• [Objective a]: Reproduce the passage on the Visitor pattern and inline style CSS properties in full, word for word.

• [Excerpted passage]:
________________________

Visitor perform an operation on a group of similar kind of Objects. By using Visitor we can move the operational logic from the objects to another class.

Why?

So many class in this project used NodeVisitor.

Example) Cleaner class

Cleaner class is Client that accesses data structure objects of other class by using Visitor,CleaningVisitor. NodeVisitor is ConcreteVisitorinterface which is type of visitor CleaningVisitor. this pattern can be also seen in W3CBuilder

Role Class
Client Cleaner
Visitor CleaningVisitor
ConcreteVisitor NodeVisitor
// NodeVisitor.java
public class Cleaner {
...
   private final class CleaningVisitor implements NodeVisitor {
           private CleaningVisitor(Element root, Element destination) { ...
           }
           public void head(Node source, int depth) { ...
           }
           public void tail(Node source, int depth) { ...
           }
   }
   private int copySafeNodes(Element source, Element dest) {
        CleaningVisitor cleaningVisitor = new CleaningVisitor(source, dest);
        NodeTraversor.traverse(cleaningVisitor, source);
        return cleaningVisitor.numDiscarded;
    }
}
// NodeVisitor.java

public interface NodeVisitor {
    void head(Node node, int depth);
    void tail(Node node, int depth);
}

New features

Get elements by inline style CSS properties

Idea

With this feature you can directly find elements with CSS properties inside inline style attribute.

It is already possible with CSS selector implemented in jsoup, for example, if you would like to select div tag with a style display: block you can simply achieve this by

element.select("div[style*=\"display: block\"]")

Unfortunately it only matches to the exact string display: block, while not working with display : block or display:block. So the codes can easily become fragile and you may not get the results as you expected.

This problem happens because unlike most other attributes, style attribute contains a set of CSS key/value pairs in just a single line of string. So it is reasonable to separate, parse and store them in another form of structure to improve utility and usability.

________________________

• [Task input]:
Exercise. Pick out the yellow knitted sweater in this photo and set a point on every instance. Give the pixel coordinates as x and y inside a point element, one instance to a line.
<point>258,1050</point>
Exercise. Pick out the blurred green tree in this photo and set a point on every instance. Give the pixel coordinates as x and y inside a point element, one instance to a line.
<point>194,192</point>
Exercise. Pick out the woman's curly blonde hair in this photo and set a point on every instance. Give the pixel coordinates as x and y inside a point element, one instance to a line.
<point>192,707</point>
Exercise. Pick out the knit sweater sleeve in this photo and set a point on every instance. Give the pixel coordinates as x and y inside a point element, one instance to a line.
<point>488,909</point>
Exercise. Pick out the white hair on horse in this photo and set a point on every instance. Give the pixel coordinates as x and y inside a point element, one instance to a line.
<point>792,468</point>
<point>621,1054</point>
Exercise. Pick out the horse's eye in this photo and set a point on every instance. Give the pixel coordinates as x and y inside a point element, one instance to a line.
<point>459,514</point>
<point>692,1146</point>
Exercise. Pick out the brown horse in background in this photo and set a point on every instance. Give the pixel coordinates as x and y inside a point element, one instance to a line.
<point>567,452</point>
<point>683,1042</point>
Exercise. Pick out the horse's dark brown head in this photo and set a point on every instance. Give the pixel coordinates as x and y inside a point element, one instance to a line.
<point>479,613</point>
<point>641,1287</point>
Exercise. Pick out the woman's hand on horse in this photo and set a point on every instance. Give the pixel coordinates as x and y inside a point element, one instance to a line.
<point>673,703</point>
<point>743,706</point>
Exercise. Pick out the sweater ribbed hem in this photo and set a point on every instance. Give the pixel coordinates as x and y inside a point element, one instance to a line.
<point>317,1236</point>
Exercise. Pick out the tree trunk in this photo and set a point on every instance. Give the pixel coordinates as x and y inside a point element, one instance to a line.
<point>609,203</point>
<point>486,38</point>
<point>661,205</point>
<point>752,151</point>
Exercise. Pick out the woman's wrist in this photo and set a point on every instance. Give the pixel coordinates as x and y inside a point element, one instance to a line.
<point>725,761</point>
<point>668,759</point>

________________________

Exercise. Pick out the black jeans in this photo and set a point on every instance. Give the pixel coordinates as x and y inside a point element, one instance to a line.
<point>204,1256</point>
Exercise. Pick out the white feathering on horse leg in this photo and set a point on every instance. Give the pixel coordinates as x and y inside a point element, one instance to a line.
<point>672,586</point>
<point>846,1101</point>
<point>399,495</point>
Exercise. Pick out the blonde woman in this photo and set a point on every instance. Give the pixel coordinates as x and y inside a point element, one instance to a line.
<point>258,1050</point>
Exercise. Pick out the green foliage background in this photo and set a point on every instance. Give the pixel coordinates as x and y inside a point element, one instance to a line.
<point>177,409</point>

________________________

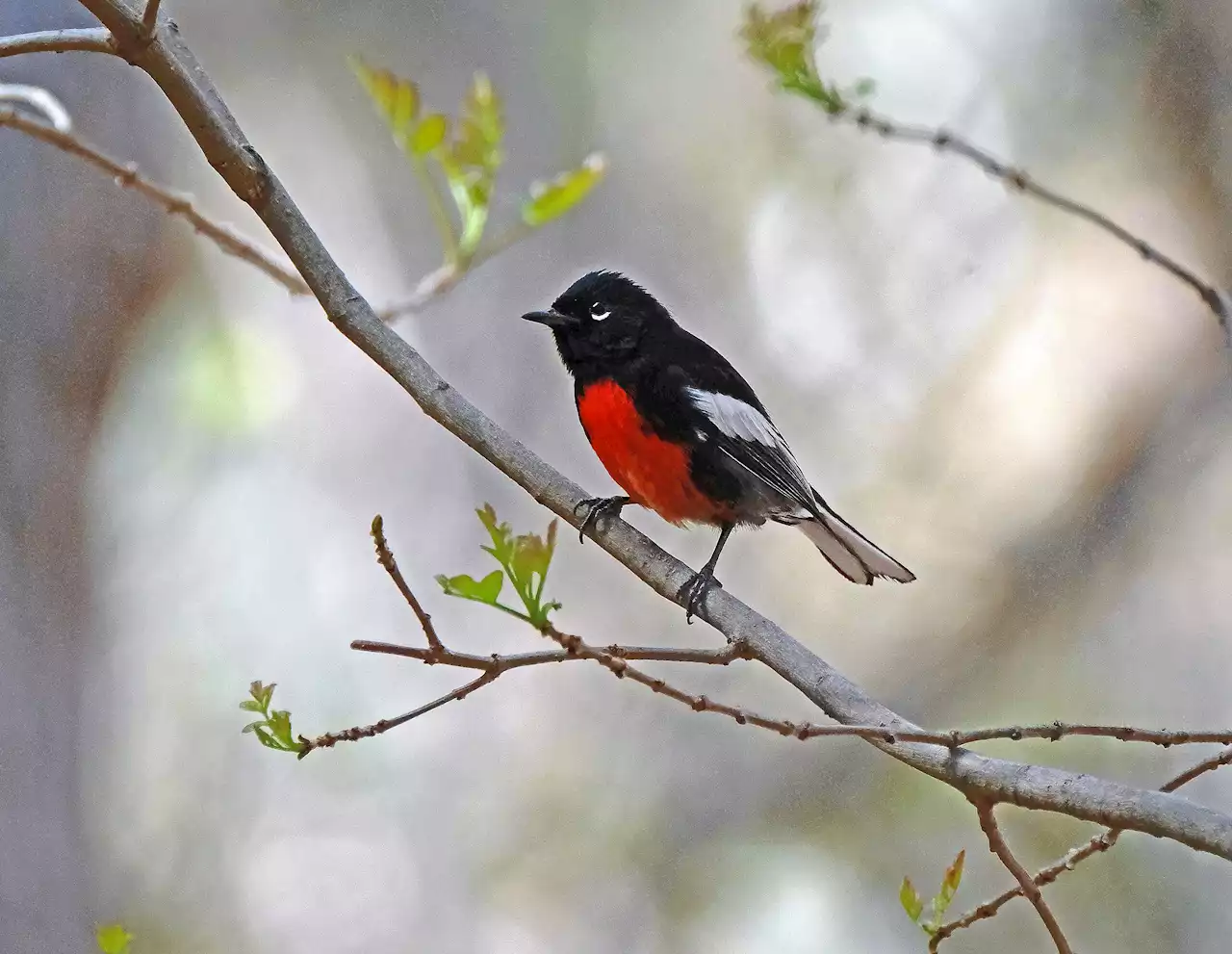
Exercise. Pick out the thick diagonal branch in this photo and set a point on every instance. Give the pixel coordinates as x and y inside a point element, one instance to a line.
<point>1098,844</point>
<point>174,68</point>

________________________

• [Objective b]: In the records, take the lines from the one with "Exercise. Pick out the blurred" up to and including the one with "<point>641,1287</point>", and rename "horse's eye" to "horse's nostril". Output only those lines, otherwise unchanged.

• [Written answer a]:
Visitor perform an operation on a group of similar kind of Objects. By using Visitor we can move the operational logic from the objects to another class.

Why?

So many class in this project used NodeVisitor.

Example) Cleaner class

Cleaner class is Client that accesses data structure objects of other class by using Visitor,CleaningVisitor. NodeVisitor is ConcreteVisitorinterface which is type of visitor CleaningVisitor. this pattern can be also seen in W3CBuilder

Role Class
Client Cleaner
Visitor CleaningVisitor
ConcreteVisitor NodeVisitor
// NodeVisitor.java
public class Cleaner {
...
   private final class CleaningVisitor implements NodeVisitor {
           private CleaningVisitor(Element root, Element destination) { ...
           }
           public void head(Node source, int depth) { ...
           }
           public void tail(Node source, int depth) { ...
           }
   }
   private int copySafeNodes(Element source, Element dest) {
        CleaningVisitor cleaningVisitor = new CleaningVisitor(source, dest);
        NodeTraversor.traverse(cleaningVisitor, source);
        return cleaningVisitor.numDiscarded;
    }
}
// NodeVisitor.java

public interface NodeVisitor {
    void head(Node node, int depth);
    void tail(Node node, int depth);
}

New features

Get elements by inline style CSS properties

Idea

With this feature you can directly find elements with CSS properties inside inline style attribute.

It is already possible with CSS selector implemented in jsoup, for example, if you would like to select div tag with a style display: block you can simply achieve this by

element.select("div[style*=\"display: block\"]")

Unfortunately it only matches to the exact string display: block, while not working with display : block or display:block. So the codes can easily become fragile and you may not get the results as you expected.

This problem happens because unlike most other attributes, style attribute contains a set of CSS key/value pairs in just a single line of string. So it is reasonable to separate, parse and store them in another form of structure to improve utility and usability.

• [Written answer b]:
Exercise. Pick out the blurred green tree in this photo and set a point on every instance. Give the pixel coordinates as x and y inside a point element, one instance to a line.
<point>194,192</point>
Exercise. Pick out the woman's curly blonde hair in this photo and set a point on every instance. Give the pixel coordinates as x and y inside a point element, one instance to a line.
<point>192,707</point>
Exercise. Pick out the knit sweater sleeve in this photo and set a point on every instance. Give the pixel coordinates as x and y inside a point element, one instance to a line.
<point>488,909</point>
Exercise. Pick out the white hair on horse in this photo and set a point on every instance. Give the pixel coordinates as x and y inside a point element, one instance to a line.
<point>792,468</point>
<point>621,1054</point>
Exercise. Pick out the horse's nostril in this photo and set a point on every instance. Give the pixel coordinates as x and y inside a point element, one instance to a line.
<point>459,514</point>
<point>692,1146</point>
Exercise. Pick out the brown horse in background in this photo and set a point on every instance. Give the pixel coordinates as x and y inside a point element, one instance to a line.
<point>567,452</point>
<point>683,1042</point>
Exercise. Pick out the horse's dark brown head in this photo and set a point on every instance. Give the pixel coordinates as x and y inside a point element, one instance to a line.
<point>479,613</point>
<point>641,1287</point>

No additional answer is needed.